- **Stated problem**
Reproduce the lines below, substituting "place a single point" for each occurrence of "set down one marker" and leaving everything else unchanged. Omit the pictures from the reproduced lines.

--- Begin Data for this task ---

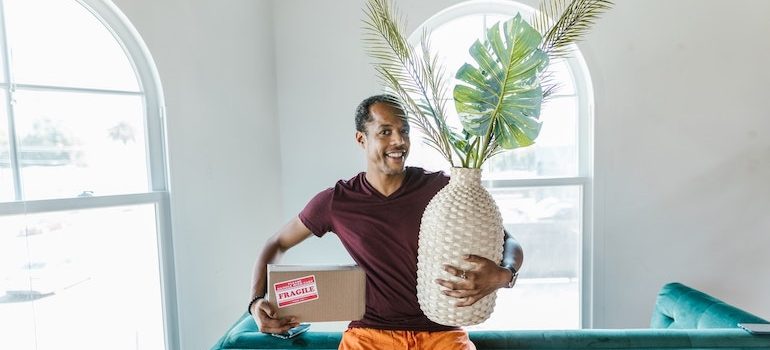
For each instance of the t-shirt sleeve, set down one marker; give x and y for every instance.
(317, 213)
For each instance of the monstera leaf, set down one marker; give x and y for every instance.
(499, 99)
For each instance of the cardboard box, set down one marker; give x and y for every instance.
(317, 293)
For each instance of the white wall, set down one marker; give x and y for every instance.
(682, 150)
(216, 64)
(682, 153)
(681, 135)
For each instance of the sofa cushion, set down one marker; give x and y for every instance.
(679, 306)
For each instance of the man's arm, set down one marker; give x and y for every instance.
(288, 236)
(486, 277)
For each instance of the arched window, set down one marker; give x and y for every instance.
(85, 248)
(543, 191)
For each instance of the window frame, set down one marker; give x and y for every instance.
(150, 89)
(584, 98)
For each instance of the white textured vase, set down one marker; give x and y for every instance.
(461, 219)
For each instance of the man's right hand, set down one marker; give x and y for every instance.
(265, 317)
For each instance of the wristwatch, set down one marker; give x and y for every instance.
(514, 275)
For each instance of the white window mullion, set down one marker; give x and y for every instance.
(64, 204)
(535, 182)
(8, 91)
(73, 89)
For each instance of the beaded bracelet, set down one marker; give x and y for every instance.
(254, 301)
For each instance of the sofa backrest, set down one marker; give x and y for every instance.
(679, 306)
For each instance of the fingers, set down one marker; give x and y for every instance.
(467, 301)
(463, 274)
(269, 323)
(278, 325)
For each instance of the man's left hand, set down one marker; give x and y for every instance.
(484, 278)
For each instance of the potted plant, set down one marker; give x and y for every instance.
(498, 99)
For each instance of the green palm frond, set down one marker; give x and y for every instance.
(415, 78)
(563, 22)
(500, 96)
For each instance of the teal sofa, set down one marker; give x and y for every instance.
(683, 318)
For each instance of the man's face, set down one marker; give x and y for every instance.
(386, 140)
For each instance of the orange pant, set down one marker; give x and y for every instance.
(376, 339)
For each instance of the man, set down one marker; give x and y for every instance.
(376, 215)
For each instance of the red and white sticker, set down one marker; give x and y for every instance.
(296, 291)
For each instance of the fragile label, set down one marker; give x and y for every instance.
(296, 291)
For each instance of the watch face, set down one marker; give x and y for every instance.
(514, 276)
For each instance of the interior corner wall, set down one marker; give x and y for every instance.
(215, 60)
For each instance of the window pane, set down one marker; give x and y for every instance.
(60, 43)
(451, 42)
(6, 174)
(80, 144)
(555, 152)
(85, 279)
(546, 221)
(16, 309)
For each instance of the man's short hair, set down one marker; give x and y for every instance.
(362, 111)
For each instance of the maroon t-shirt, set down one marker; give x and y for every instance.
(380, 233)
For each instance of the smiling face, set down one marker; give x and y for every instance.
(386, 140)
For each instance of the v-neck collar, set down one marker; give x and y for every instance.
(395, 193)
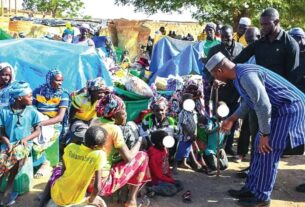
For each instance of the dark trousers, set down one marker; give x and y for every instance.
(230, 137)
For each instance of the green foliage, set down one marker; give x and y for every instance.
(227, 11)
(87, 17)
(57, 8)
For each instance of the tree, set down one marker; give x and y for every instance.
(291, 11)
(57, 8)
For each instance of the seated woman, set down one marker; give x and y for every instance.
(69, 182)
(19, 125)
(133, 170)
(52, 101)
(6, 78)
(158, 119)
(84, 102)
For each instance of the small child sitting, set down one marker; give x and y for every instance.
(162, 180)
(210, 152)
(187, 123)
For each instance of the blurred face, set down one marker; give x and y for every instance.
(210, 33)
(219, 74)
(84, 32)
(160, 111)
(218, 29)
(251, 36)
(5, 76)
(227, 37)
(57, 81)
(242, 29)
(98, 94)
(268, 25)
(121, 117)
(26, 100)
(299, 40)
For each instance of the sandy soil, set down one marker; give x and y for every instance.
(212, 191)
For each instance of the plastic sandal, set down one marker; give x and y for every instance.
(187, 197)
(12, 198)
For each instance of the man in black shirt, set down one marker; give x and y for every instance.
(299, 73)
(276, 50)
(228, 93)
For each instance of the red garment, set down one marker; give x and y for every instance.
(159, 166)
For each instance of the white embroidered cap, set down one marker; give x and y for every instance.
(214, 60)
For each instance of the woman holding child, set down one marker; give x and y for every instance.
(52, 101)
(133, 170)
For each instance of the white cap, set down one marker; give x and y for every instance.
(245, 21)
(214, 60)
(85, 26)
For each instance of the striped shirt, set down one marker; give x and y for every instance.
(271, 96)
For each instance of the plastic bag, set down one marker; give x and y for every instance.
(161, 83)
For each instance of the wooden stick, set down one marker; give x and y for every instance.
(218, 135)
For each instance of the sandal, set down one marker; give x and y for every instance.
(145, 202)
(12, 198)
(187, 197)
(43, 170)
(130, 205)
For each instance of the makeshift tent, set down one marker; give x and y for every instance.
(32, 58)
(4, 35)
(166, 49)
(175, 58)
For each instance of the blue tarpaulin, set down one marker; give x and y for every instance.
(32, 58)
(175, 57)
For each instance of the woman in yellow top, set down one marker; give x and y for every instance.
(68, 183)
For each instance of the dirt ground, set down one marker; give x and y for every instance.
(212, 191)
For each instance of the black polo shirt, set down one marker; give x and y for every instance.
(281, 56)
(228, 93)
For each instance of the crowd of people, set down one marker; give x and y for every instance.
(258, 74)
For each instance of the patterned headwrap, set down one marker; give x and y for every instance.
(109, 105)
(96, 84)
(4, 65)
(17, 89)
(47, 90)
(157, 101)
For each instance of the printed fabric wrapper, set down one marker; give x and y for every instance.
(138, 86)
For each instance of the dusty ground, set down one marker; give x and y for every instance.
(211, 191)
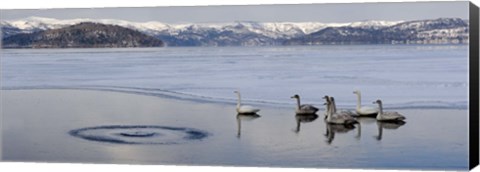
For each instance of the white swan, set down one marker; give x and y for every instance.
(303, 109)
(336, 118)
(388, 116)
(342, 112)
(364, 110)
(244, 109)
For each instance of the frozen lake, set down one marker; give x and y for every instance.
(176, 106)
(402, 76)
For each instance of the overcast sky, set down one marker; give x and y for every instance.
(264, 13)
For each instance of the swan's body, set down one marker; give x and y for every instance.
(304, 109)
(336, 118)
(388, 116)
(364, 110)
(244, 109)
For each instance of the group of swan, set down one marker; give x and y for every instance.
(331, 114)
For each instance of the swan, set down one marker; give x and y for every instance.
(336, 118)
(244, 109)
(387, 116)
(364, 110)
(303, 109)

--- End Data for this task ---

- **Answer to the exercise**
For each instance of the t-shirt sleeve, place a single point; give x and y for every instance.
(317, 213)
For each instance of the monstera leaf, place a single point; give x and y for every instance.
(499, 99)
For each instance of the cardboard box, place a single point; give x and y for every instance.
(317, 293)
For each instance of the white wall, place a single point; give x and y for every instance.
(682, 150)
(216, 64)
(682, 153)
(681, 135)
For each instance of the sofa cushion, place a single point; give x and y for every instance.
(679, 306)
For each instance of the man's arm, place a single point; give x and y for every instance.
(288, 236)
(486, 277)
For each instance of the arched window, place a single point; give x and y for every instance.
(85, 248)
(543, 191)
For each instance of the window frame, place a single point; give x and y for every instance.
(150, 89)
(584, 98)
For each instance of the white textured vase, place a single point; give x and y for every instance.
(461, 219)
For each instance of the man's right hand, place a single point; give x and y for every instance.
(265, 317)
For each instance of the wristwatch, place a single point; give x and y for every instance.
(514, 275)
For each instance of the white window mullion, place a single point; give x and y for every instance.
(64, 204)
(535, 182)
(8, 91)
(73, 89)
For each instance of the beaded bracelet, place a single point; give x and y for every instance.
(254, 301)
For each instance of the sofa backrest, place a single point; give x and y for every instance.
(679, 306)
For each instance of the fingers, place a single point; give x and y for every instance.
(467, 301)
(463, 274)
(269, 323)
(278, 325)
For each instance of the man's left hand, place a single point; give x and y for every instance.
(484, 278)
For each instance of the potted plant, place a single point; give x and y for every instance.
(498, 99)
For each instance of the green palm frond, place a single point; give x and y for every instance.
(415, 78)
(563, 22)
(500, 96)
For each instance of the teal sofa, place a single point; give x and y for every instance.
(683, 318)
For each instance of the man's face, place a single point; give x and y for every instance.
(386, 140)
For each instance of the orange pant, place a single point; give x and y for every instance.
(376, 339)
For each instance of the man, place a single point; give x and y for every instance.
(376, 215)
For each instance of the red and white sticker, place a single point; give x and y for every instance.
(296, 291)
For each instance of the fragile label, place a single point; give x and y for every instance.
(296, 291)
For each instance of the watch face, place a single point; give x and y for every instance.
(514, 276)
For each instance of the interior corner wall, place a single point; give x and y for every instance.
(215, 60)
For each instance of the window pane, place a single point; give x and y for every instance.
(60, 43)
(451, 42)
(6, 174)
(80, 144)
(555, 152)
(85, 279)
(546, 221)
(16, 309)
For each instance of the man's short hair, place a single point; give x and y for every instance.
(362, 111)
For each instance of the maroon t-shirt, place a single point; give x and y for every instance.
(380, 233)
For each instance of the smiling face, place a single point; give x and y for every instance.
(386, 140)
For each instance of the v-neck collar, place a single point; give x and y for every instance.
(395, 193)
For each instance of the dark trousers, place a single point; give x and y for every instance.
(230, 137)
For each instance of the green foliage, place a single point; give x and y for every instance.
(227, 11)
(87, 17)
(57, 8)
For each instance of the tree, place a single point; give x and y for every instance.
(291, 11)
(57, 8)
For each instance of the seated woman, place a single point; give x and y for every instance.
(69, 182)
(19, 125)
(133, 170)
(52, 101)
(6, 78)
(158, 119)
(84, 102)
For each instance of the small child sitting, place a single point; give x and y for every instance.
(162, 180)
(210, 152)
(187, 123)
For each instance of the blurred face, place a single point; give x and y for every instance.
(210, 33)
(219, 74)
(84, 32)
(160, 111)
(218, 29)
(251, 36)
(5, 76)
(227, 37)
(57, 81)
(242, 29)
(98, 94)
(268, 25)
(121, 117)
(26, 100)
(299, 40)
For each instance of the sandy soil, place a single point; give x and y for every instance.
(212, 191)
For each instance of the plastic sandal, place a single point; give x and y for every instance.
(187, 197)
(12, 198)
For each instance of the man in black shirt, place a single point; give x and y for every instance.
(299, 73)
(276, 50)
(228, 93)
For each instance of the red garment, place a single point; give x and y for every instance.
(159, 166)
For each instance of the white embroidered cap, place a single point; give x and y for every instance.
(214, 60)
For each instance of the woman holding child, place a single point; give x and y for every instance.
(52, 101)
(133, 170)
For each instance of the white cap, place a single point; give x and y for every instance.
(245, 21)
(214, 60)
(85, 26)
For each instance of the striped shirt, place a single point; give x and y for every instance.
(271, 96)
For each instance of the plastic bag, place a single point; give x and y for every instance.
(161, 83)
For each instance of the wooden stick, place a single point; give x and y for every instance.
(218, 135)
For each instance of the sandal, place a single point; give x and y for every instance.
(145, 202)
(12, 198)
(187, 197)
(43, 170)
(130, 205)
For each instance of the makeshift tent, place a single point; give x and y for every instance.
(32, 58)
(4, 35)
(166, 49)
(175, 58)
For each instance of the blue tarpaulin, place a single point; give x and y for every instance.
(32, 58)
(175, 57)
For each instance of the woman in yellow top, place a single point; give x and y for every instance.
(68, 183)
For each instance of the dirt ground, place a single point; give x and y for every instance.
(212, 191)
For each instance of the black polo shirt, place a single point; give x and y for every instance.
(281, 56)
(228, 93)
For each instance of the crowd of people, place a single point; give x and y for every instance.
(258, 74)
For each instance of the patterned headwrap, place a single point; give x and y for every instance.
(109, 105)
(96, 84)
(4, 65)
(17, 89)
(47, 90)
(157, 101)
For each instance of the printed fabric wrapper, place a single point; give x and y for every instance.
(138, 86)
For each instance of the dusty ground, place a single point; give x and y for every instance.
(211, 191)
For each instance of the white swan, place a single point; give x and y for every instance.
(303, 109)
(336, 118)
(388, 116)
(342, 112)
(364, 110)
(244, 109)
For each instance of the frozen lake, place a single point; give x and y for every instance.
(176, 106)
(402, 76)
For each instance of the overcast sky, place a single point; give x and y for every instance.
(264, 13)
For each instance of the swan's body, place a single point; give x and y for every instance.
(304, 109)
(336, 118)
(388, 116)
(364, 110)
(244, 109)
For each instance of the group of swan, place a single point; give x and y for every instance.
(331, 114)
For each instance of the swan, place a single point; give x and y for every instance.
(336, 118)
(244, 109)
(387, 116)
(364, 110)
(303, 109)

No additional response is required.